• [The task]
Locate "form [(394, 150)]." in the listing below, then output the line holding it and every line after it, exactly and with nothing else.

* begin Data for processing *

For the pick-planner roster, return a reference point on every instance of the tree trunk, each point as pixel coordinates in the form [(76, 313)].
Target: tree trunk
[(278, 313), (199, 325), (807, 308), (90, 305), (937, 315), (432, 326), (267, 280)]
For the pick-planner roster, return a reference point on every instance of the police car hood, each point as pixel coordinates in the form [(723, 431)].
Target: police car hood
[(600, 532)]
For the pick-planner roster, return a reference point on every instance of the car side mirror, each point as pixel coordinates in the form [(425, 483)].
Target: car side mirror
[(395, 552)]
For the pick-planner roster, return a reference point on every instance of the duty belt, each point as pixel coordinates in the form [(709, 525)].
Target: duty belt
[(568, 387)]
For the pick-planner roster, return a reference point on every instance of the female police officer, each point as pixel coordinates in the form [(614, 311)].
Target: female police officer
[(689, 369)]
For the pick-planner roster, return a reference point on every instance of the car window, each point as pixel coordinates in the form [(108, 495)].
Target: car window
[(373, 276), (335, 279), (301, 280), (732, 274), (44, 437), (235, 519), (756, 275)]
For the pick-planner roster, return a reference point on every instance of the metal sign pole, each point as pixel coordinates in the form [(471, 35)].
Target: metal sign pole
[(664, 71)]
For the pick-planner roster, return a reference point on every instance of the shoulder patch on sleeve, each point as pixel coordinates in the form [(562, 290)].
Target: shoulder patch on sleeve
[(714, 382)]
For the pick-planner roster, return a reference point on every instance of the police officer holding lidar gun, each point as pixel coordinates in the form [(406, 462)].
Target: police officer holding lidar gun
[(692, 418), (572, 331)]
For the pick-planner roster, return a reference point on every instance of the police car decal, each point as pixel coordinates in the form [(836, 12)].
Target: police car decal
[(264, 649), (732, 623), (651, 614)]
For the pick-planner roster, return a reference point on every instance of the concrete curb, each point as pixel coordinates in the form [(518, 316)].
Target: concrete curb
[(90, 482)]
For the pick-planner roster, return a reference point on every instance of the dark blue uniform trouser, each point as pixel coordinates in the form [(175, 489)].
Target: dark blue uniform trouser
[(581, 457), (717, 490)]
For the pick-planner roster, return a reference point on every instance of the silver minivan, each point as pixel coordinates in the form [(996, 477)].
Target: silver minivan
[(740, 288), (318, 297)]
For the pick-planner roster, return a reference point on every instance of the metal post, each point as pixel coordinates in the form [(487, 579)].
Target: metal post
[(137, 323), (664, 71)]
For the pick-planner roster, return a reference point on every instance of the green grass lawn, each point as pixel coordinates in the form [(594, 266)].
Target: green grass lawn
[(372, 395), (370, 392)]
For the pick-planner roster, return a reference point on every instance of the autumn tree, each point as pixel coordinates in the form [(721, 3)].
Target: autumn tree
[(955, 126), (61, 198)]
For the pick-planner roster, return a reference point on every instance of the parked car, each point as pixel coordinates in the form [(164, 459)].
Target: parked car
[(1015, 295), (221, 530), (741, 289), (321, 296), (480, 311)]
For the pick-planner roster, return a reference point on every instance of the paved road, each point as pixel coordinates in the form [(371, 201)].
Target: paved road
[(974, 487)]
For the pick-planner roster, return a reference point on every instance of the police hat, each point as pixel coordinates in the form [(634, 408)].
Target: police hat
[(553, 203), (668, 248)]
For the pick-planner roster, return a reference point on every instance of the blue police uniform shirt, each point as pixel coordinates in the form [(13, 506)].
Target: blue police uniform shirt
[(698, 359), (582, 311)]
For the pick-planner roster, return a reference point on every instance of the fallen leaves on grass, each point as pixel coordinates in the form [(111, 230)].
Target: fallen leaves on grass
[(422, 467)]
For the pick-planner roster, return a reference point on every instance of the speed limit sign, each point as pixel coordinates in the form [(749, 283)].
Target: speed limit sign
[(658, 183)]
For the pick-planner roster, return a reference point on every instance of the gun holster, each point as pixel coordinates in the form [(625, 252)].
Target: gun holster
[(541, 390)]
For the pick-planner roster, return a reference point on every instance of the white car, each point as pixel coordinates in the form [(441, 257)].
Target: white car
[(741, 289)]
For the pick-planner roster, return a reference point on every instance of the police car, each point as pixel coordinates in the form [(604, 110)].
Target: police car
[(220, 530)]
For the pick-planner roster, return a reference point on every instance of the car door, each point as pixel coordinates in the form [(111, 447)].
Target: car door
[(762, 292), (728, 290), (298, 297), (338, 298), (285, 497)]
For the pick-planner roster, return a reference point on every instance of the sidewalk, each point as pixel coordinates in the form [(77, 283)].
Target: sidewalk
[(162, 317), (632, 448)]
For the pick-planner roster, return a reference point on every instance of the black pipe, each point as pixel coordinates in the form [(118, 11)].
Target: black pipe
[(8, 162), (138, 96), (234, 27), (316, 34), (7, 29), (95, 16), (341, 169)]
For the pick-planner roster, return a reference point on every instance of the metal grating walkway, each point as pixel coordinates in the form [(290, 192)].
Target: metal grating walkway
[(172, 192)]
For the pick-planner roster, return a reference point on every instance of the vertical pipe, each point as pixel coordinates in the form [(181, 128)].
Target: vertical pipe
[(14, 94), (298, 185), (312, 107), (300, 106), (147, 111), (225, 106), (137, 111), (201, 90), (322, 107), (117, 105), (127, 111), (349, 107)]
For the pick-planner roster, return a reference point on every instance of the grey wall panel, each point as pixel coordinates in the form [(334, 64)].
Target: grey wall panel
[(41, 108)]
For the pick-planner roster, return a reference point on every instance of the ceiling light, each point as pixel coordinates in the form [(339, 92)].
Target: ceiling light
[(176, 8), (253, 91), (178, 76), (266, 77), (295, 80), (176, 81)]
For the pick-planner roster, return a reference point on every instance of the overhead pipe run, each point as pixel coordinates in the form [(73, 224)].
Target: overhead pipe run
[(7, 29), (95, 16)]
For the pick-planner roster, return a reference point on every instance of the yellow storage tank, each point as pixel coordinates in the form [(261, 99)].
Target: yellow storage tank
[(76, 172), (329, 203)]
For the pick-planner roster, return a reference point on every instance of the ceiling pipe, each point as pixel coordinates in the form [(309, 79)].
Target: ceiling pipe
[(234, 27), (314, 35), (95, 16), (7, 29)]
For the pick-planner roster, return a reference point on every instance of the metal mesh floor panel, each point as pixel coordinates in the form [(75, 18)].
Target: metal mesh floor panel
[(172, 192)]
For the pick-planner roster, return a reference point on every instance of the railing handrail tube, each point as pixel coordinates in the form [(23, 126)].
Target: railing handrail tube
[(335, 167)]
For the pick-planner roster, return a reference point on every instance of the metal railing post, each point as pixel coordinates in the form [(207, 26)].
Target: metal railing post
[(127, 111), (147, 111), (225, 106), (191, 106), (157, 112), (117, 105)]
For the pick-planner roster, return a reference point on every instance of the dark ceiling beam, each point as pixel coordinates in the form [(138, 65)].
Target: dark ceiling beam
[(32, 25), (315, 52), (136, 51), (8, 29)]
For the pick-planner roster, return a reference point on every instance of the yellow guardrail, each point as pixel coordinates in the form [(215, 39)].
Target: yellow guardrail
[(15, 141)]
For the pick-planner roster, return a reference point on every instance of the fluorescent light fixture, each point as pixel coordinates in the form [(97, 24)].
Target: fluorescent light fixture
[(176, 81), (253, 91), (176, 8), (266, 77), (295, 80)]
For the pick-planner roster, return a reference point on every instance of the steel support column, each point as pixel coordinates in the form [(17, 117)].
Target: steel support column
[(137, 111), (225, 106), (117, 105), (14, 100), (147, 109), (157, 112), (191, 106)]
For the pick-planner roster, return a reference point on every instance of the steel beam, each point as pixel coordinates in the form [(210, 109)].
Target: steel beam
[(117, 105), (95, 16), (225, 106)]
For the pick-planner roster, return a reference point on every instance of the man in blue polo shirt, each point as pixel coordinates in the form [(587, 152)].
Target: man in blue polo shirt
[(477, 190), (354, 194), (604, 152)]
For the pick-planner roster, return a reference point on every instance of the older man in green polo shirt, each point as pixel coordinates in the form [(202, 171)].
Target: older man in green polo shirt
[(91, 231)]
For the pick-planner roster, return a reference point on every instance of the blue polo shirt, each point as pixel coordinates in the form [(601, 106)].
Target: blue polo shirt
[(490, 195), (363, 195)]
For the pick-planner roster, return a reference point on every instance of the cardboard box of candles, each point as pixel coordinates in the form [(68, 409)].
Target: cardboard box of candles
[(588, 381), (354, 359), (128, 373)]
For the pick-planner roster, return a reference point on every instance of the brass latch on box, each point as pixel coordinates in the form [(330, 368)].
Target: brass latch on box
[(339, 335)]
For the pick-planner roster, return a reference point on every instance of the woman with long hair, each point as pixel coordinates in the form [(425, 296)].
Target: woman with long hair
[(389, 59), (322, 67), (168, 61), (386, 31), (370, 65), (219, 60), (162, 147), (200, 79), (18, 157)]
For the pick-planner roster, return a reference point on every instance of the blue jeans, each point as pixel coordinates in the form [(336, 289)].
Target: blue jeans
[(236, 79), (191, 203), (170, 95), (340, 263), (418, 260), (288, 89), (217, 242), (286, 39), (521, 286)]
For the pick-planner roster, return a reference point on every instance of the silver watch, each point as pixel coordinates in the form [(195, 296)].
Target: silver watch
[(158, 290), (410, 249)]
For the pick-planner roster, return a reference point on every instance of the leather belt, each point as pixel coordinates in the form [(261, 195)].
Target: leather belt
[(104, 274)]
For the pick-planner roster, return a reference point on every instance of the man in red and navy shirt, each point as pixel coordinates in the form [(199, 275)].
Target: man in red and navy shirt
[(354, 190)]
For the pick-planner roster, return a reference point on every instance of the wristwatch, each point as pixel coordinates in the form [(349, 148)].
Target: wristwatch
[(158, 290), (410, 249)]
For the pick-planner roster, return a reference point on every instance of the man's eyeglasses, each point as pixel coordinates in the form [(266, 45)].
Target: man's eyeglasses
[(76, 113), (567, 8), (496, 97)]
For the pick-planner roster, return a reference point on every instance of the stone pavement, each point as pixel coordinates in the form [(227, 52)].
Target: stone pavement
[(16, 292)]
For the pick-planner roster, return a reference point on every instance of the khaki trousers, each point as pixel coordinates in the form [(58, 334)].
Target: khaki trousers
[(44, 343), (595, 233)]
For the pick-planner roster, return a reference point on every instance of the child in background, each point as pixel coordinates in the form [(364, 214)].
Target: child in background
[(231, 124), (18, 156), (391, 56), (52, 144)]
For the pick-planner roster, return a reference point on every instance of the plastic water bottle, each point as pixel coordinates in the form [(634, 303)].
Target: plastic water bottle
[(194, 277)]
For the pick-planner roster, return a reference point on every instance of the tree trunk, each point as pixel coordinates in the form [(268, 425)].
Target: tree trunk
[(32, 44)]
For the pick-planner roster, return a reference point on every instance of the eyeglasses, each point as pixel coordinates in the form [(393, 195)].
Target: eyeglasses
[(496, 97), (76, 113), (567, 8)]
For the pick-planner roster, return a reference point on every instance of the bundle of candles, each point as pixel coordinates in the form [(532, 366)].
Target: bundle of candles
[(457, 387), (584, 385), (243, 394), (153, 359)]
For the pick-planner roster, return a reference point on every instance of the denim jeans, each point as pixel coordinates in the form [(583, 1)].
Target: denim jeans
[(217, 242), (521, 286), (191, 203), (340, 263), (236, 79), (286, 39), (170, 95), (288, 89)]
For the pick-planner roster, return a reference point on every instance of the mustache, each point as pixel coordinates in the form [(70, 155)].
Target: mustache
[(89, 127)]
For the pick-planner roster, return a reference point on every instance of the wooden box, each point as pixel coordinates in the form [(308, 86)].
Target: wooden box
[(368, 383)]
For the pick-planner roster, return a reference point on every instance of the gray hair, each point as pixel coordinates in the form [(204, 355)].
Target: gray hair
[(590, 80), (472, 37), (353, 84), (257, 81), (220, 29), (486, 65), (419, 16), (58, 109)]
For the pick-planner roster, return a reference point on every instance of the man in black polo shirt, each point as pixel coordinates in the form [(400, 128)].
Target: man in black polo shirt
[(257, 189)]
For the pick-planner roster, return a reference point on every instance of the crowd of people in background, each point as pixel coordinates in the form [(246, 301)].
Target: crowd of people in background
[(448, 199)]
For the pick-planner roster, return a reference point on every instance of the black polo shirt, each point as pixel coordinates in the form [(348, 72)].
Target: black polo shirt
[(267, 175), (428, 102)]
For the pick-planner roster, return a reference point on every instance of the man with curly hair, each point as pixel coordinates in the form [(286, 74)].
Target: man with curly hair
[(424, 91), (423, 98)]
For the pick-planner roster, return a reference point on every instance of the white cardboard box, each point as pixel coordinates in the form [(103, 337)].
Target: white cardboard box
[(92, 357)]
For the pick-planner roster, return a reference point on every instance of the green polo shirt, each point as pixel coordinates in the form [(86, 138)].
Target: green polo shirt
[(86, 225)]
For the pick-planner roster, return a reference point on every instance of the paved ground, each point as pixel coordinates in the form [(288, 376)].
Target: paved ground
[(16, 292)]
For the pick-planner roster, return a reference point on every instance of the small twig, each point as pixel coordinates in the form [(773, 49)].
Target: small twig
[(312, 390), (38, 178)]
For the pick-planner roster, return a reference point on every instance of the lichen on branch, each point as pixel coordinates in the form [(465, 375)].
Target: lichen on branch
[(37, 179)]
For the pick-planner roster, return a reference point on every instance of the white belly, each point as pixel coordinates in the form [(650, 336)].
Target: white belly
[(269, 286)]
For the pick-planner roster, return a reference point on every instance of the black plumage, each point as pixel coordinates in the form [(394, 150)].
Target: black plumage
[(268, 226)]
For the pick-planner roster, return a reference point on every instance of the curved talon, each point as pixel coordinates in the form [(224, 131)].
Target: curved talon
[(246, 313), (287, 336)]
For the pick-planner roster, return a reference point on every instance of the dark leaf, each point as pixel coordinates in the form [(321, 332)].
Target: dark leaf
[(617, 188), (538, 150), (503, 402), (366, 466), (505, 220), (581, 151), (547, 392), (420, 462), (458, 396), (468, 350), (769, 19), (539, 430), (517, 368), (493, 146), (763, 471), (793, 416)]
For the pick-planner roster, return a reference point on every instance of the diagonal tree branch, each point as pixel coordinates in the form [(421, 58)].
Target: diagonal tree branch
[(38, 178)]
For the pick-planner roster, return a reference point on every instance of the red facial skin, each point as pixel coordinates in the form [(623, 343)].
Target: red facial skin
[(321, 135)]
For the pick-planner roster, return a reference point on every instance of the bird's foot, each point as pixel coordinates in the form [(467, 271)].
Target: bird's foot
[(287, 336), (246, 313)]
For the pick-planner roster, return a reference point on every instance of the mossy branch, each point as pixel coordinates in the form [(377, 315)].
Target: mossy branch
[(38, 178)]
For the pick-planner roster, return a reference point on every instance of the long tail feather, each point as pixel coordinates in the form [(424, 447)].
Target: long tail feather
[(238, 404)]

* end Data for processing *

• [Result of the exercise]
For the pick-planner roster, return a reference point on every instance of the black plumage, each point as pixel coordinates in the form [(394, 150)].
Target: black plumage
[(268, 226)]
For the pick-planner roster, return a reference point on every instance of the curved talon, each point as pixel coordinates in the form [(224, 131)].
Target: curved talon
[(246, 313), (287, 336)]
For the pick-planner roster, return a reference point on every instance of the dark leaf, each point as pixel coordinates in the form [(321, 332)].
Target: dark leaf
[(617, 188), (538, 150), (503, 402), (366, 466), (505, 220), (581, 151), (547, 392), (420, 462), (458, 396), (468, 350), (769, 19), (539, 430), (517, 368), (493, 146), (763, 471), (793, 416)]
For the pick-planner roster, return a reference point on every instance of the diagonal tree branch, each point as pixel coordinates in the form [(421, 58)].
Target: diagonal tree branch
[(38, 178)]
For the pick-planner roster, return a reference point on every instance of the red facial skin, each point as pixel coordinates in the form [(623, 343)].
Target: red facial skin
[(321, 135)]
For the pick-planner roster, return a reference point on every instance of the bird's foot, each point as pixel coordinates in the form [(467, 271)].
Target: bird's foot
[(287, 336), (246, 313)]
For the pick-planner roster, return a reference point on every instance of the mossy branch, each point as pixel coordinates in the form [(377, 315)].
Target: mossy branch
[(38, 178)]
For the pick-planner roster, return a reference point on every instance of the long tail feather, each point as pixel coordinates in the form [(424, 447)].
Target: long tail feather
[(238, 404)]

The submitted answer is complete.